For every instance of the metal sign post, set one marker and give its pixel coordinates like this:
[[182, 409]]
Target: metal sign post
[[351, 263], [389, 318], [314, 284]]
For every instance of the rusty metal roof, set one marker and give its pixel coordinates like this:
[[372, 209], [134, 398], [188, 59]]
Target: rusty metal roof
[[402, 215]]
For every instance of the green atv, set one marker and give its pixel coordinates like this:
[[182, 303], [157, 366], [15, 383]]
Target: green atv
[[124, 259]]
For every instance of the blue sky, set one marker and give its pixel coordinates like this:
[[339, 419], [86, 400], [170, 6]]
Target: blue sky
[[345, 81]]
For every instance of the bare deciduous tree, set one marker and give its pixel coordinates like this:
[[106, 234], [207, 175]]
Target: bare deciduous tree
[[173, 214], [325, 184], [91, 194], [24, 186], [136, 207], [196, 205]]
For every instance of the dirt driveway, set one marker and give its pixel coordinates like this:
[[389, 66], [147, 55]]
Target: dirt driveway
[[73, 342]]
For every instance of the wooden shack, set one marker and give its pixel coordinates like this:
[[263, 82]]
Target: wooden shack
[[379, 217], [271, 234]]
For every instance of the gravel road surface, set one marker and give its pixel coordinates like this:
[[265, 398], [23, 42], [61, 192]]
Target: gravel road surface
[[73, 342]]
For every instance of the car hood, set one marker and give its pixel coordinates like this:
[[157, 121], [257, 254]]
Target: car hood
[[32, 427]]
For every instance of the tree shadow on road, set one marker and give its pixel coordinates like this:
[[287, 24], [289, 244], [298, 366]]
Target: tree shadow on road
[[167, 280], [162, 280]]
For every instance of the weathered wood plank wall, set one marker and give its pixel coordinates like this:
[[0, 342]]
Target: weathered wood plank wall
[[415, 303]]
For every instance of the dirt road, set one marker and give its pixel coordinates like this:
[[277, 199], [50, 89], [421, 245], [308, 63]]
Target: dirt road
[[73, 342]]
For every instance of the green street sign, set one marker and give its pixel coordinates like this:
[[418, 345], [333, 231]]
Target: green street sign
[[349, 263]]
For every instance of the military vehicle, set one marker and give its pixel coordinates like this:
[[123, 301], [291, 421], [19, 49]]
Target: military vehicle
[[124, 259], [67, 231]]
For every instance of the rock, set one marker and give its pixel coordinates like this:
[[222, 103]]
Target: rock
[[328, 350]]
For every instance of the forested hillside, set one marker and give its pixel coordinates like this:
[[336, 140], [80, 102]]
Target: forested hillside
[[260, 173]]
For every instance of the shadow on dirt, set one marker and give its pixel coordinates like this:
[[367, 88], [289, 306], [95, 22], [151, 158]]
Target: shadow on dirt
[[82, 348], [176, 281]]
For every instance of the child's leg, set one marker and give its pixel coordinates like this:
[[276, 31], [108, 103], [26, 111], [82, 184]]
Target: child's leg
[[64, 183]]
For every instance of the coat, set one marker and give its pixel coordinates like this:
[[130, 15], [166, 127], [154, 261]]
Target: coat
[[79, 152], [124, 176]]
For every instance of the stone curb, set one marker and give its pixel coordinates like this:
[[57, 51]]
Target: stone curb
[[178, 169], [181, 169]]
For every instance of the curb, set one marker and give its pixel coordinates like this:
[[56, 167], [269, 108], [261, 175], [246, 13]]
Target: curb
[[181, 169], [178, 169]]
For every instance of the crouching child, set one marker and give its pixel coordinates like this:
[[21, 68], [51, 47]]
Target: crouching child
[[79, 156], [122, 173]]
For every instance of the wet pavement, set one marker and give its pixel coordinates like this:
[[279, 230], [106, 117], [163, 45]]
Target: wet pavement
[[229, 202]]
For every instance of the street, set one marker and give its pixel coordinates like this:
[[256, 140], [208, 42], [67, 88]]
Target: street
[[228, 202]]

━━━━━━━━━━━━━━━━━━━━

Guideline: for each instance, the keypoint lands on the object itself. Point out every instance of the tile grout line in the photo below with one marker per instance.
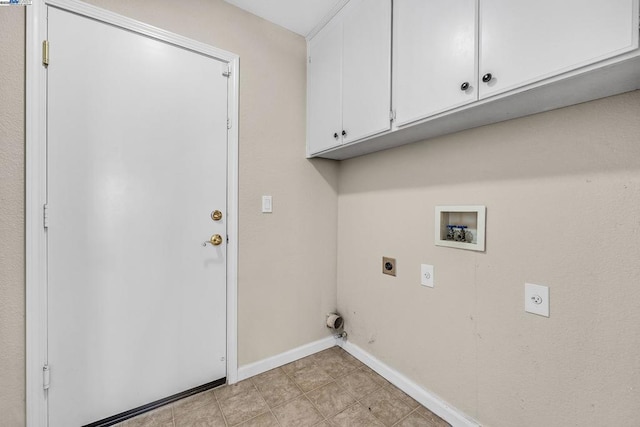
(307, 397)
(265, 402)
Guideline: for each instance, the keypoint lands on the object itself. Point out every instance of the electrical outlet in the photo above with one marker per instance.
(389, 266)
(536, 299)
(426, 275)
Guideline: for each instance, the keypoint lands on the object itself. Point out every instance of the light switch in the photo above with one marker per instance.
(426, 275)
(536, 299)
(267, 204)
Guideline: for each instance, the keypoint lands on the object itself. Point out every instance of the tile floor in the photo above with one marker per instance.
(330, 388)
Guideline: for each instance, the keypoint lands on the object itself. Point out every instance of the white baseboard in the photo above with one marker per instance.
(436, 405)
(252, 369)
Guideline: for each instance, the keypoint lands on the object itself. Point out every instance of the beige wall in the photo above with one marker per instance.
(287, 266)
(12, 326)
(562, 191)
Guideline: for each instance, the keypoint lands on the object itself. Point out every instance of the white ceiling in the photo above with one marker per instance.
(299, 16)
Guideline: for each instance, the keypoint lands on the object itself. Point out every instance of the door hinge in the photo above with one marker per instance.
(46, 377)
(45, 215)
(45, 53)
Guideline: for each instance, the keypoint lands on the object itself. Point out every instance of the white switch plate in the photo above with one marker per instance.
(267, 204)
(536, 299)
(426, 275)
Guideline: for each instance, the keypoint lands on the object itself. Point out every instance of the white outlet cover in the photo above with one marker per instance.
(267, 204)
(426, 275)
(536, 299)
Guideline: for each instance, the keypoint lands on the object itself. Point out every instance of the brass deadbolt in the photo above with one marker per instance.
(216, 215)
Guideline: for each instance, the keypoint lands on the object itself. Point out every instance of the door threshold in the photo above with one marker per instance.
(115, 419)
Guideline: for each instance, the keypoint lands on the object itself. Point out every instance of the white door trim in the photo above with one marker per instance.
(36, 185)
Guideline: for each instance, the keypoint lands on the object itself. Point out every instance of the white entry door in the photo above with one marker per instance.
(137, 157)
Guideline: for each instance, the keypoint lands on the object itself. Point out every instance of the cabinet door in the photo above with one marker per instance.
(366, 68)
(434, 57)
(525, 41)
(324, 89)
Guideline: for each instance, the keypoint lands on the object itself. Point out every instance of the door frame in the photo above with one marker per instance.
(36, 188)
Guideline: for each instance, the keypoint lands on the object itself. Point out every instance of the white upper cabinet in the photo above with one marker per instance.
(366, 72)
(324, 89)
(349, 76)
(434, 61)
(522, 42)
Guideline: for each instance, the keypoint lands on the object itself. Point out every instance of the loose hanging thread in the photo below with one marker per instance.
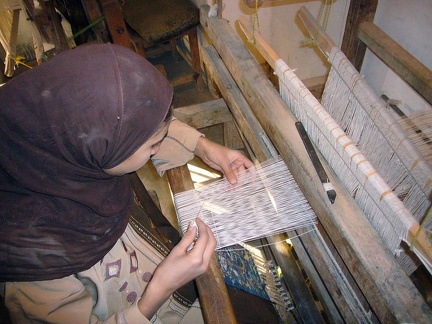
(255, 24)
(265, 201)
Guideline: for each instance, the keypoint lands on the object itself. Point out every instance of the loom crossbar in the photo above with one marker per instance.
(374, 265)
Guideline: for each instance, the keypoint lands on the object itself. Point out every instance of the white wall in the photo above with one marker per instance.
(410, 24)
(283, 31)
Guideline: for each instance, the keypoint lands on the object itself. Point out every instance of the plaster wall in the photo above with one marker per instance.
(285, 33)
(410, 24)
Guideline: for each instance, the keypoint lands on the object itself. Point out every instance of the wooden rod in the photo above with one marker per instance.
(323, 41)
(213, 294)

━━━━━━━━━━━━━━━━━━━━

**YOUR GOAL**
In the listing above, locate the line containing "Target: curb" and the line containing "[[256, 140], [208, 42], [67, 88]]", then transcribe both and every line between them verbatim.

**TASK RESPONSE**
Target: curb
[[181, 169], [178, 169]]
For every instance of the crouching child, set one marker and give its pixel coordinates like this:
[[21, 68], [51, 47]]
Target: crouching child
[[79, 156], [122, 173]]
For every instance of the wet pavement, set one marker and give its pixel coordinates like this:
[[279, 230], [106, 117], [163, 45]]
Target: wet pavement
[[229, 202]]
For every instance of the street, set one marker and give its pixel coordinates like this:
[[256, 140], [208, 42], [67, 88]]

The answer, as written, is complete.